● **Written instruction**:
Please reproduce the material below, starting at its first line and stopping after the line that contains "32 48 L 21 93".

● **Available records**:
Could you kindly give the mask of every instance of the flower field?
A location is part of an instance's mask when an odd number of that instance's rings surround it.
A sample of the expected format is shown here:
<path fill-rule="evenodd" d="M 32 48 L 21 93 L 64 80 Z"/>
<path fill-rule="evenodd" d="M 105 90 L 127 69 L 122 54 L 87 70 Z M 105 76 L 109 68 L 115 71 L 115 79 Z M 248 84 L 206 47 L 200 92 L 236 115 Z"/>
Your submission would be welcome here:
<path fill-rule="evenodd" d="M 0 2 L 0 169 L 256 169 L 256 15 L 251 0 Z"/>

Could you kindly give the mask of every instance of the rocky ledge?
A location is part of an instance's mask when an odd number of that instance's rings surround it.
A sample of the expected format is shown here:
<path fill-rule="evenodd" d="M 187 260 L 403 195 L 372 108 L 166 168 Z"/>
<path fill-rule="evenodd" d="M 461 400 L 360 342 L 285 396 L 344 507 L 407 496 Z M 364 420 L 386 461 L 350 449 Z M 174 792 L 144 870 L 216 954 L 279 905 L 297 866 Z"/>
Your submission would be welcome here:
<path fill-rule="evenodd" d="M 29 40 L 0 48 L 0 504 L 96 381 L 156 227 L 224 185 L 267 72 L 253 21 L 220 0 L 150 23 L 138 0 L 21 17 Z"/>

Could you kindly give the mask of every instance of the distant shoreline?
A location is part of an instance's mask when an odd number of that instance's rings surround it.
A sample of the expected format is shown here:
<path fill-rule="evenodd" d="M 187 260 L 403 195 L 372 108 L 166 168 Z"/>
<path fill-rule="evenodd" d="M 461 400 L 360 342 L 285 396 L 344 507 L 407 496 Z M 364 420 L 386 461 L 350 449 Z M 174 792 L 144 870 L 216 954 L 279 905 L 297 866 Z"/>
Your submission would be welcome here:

● **Complete output**:
Could you kindly give the mask of every instance of the flower field?
A location is part of an instance's mask when an odd number of that instance's rings surround it.
A sample of the expected format is shown here:
<path fill-rule="evenodd" d="M 32 48 L 21 93 L 64 80 Z"/>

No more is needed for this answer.